▶ Directive
Collect every line of the records that contains the string "tree", copying each one in full. Case counts.

▶ Records supplied
☆ ☆ ☆ ☆ ☆ ☆ ☆

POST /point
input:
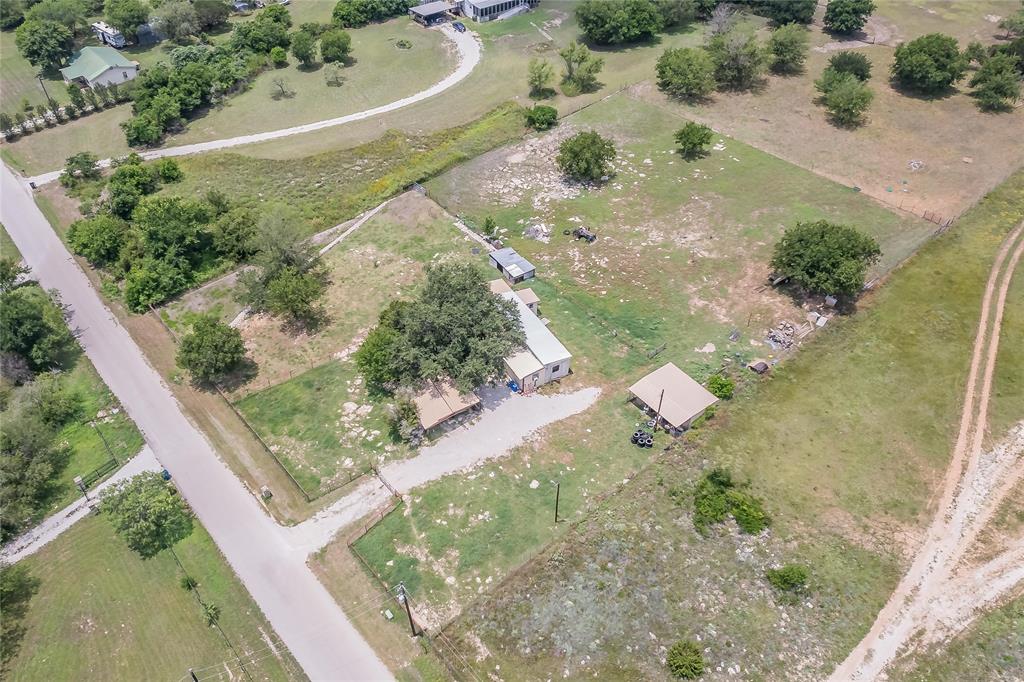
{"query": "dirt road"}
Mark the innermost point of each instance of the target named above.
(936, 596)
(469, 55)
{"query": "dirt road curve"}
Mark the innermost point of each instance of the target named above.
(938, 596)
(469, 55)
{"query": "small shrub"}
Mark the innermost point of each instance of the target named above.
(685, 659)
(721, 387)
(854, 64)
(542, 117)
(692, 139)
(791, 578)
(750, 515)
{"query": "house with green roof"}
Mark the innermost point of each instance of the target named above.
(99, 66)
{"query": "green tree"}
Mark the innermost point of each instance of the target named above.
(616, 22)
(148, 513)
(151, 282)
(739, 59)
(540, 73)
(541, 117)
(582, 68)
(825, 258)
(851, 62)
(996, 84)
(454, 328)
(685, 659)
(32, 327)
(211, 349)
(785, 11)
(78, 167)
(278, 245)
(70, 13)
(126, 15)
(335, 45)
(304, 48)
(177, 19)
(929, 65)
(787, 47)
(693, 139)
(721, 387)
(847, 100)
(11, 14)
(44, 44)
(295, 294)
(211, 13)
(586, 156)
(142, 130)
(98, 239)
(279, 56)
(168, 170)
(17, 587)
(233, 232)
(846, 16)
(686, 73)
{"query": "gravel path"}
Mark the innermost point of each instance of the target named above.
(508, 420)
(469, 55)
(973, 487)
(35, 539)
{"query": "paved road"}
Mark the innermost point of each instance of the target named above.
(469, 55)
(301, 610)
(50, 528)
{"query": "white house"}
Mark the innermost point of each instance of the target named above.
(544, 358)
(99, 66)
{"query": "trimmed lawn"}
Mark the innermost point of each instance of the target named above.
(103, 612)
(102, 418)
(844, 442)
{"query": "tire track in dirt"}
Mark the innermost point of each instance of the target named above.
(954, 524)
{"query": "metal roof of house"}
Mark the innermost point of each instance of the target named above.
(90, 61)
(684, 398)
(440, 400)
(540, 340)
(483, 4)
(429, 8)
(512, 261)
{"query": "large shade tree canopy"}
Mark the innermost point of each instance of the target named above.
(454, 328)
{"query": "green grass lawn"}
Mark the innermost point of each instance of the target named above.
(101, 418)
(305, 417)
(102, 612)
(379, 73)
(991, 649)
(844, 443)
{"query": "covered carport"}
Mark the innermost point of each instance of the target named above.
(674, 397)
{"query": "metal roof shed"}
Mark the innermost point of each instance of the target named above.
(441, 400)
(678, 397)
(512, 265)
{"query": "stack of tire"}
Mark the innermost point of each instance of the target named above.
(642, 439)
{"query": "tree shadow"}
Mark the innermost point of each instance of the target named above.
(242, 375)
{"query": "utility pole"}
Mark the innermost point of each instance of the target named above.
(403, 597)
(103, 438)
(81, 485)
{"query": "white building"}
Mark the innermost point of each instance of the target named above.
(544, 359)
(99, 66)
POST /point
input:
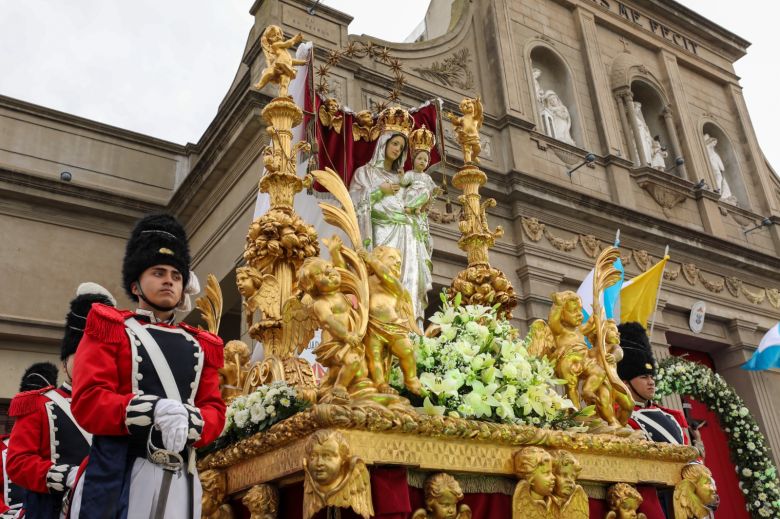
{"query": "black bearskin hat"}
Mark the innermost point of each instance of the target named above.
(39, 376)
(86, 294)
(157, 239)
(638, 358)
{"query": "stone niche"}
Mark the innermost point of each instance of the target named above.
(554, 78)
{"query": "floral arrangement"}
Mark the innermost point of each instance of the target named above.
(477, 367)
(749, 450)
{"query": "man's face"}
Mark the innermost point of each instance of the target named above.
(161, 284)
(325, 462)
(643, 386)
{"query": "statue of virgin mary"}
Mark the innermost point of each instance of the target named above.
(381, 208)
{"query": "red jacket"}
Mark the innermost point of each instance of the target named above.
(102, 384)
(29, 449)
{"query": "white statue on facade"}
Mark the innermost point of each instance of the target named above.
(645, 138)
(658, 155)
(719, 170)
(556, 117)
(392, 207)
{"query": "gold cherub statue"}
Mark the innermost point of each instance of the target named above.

☆ ☆ ☆ ☆ ☆ ☆ ☆

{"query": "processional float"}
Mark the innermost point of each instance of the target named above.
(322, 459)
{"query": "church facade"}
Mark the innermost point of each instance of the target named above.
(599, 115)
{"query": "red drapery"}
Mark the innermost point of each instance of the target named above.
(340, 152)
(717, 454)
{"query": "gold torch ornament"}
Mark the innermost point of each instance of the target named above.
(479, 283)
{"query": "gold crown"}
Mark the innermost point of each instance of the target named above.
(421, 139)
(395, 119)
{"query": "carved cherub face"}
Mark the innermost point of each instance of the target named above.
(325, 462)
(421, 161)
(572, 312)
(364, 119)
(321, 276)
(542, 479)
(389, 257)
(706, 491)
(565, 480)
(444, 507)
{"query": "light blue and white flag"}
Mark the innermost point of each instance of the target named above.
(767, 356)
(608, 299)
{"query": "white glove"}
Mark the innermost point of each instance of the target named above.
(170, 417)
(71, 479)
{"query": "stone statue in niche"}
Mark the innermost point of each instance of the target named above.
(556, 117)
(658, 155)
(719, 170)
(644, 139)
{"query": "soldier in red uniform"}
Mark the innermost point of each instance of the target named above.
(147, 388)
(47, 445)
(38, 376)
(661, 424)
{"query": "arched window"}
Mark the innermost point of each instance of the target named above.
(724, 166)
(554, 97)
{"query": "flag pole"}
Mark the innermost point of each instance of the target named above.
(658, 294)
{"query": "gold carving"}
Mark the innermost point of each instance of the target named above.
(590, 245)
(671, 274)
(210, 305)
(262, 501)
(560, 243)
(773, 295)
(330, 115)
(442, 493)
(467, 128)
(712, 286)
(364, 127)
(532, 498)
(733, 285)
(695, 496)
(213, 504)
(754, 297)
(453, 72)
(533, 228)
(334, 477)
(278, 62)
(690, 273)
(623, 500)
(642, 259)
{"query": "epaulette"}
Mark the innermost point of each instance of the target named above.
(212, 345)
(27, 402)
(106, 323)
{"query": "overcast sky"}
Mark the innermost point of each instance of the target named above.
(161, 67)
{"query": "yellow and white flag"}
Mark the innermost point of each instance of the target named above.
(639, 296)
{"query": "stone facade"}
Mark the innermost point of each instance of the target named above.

☆ ☆ ☆ ☆ ☆ ☆ ☆

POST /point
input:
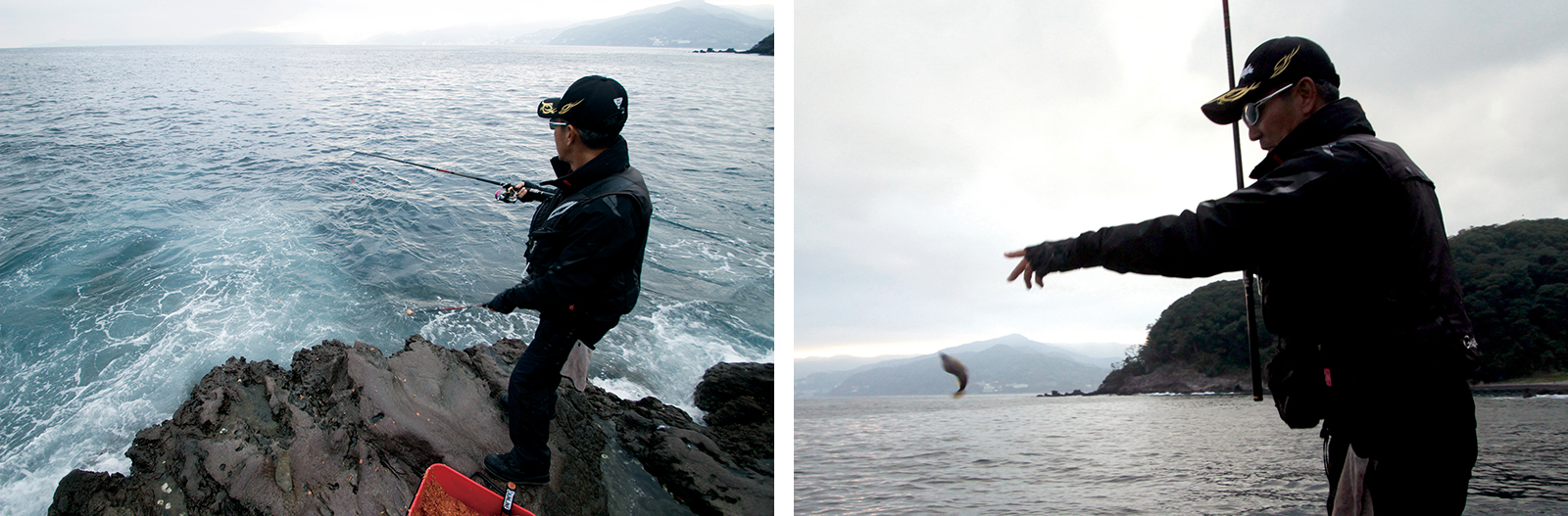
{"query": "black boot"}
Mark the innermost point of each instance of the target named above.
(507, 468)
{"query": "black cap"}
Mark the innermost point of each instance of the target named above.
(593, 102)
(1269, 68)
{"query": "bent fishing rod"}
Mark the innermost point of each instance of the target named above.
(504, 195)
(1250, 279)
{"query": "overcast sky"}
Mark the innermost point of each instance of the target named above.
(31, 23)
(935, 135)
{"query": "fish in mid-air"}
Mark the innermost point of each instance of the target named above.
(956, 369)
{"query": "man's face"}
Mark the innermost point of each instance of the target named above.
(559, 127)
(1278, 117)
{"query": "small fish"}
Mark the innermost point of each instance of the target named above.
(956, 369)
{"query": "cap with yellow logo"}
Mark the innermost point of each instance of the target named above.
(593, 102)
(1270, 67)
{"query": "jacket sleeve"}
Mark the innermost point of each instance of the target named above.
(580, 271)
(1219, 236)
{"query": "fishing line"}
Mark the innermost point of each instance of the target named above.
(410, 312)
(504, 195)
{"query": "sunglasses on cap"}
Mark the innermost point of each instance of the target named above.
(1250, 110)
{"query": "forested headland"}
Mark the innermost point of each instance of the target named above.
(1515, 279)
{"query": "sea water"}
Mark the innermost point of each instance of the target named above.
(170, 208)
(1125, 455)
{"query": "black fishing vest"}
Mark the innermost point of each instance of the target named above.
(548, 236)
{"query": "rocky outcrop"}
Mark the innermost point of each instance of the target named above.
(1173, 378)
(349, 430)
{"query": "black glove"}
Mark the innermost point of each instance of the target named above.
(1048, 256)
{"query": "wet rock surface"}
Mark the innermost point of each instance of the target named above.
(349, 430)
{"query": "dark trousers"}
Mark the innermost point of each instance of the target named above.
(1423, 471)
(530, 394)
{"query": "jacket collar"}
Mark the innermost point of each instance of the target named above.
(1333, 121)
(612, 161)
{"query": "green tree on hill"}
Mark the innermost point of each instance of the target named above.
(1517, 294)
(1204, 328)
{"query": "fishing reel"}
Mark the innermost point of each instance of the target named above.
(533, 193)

☆ ☆ ☆ ☆ ☆ ☆ ☆

▶ Correct response
{"query": "green tree"}
{"query": "large shade tree canopy"}
{"query": "tree shadow"}
{"query": "green tree on hill"}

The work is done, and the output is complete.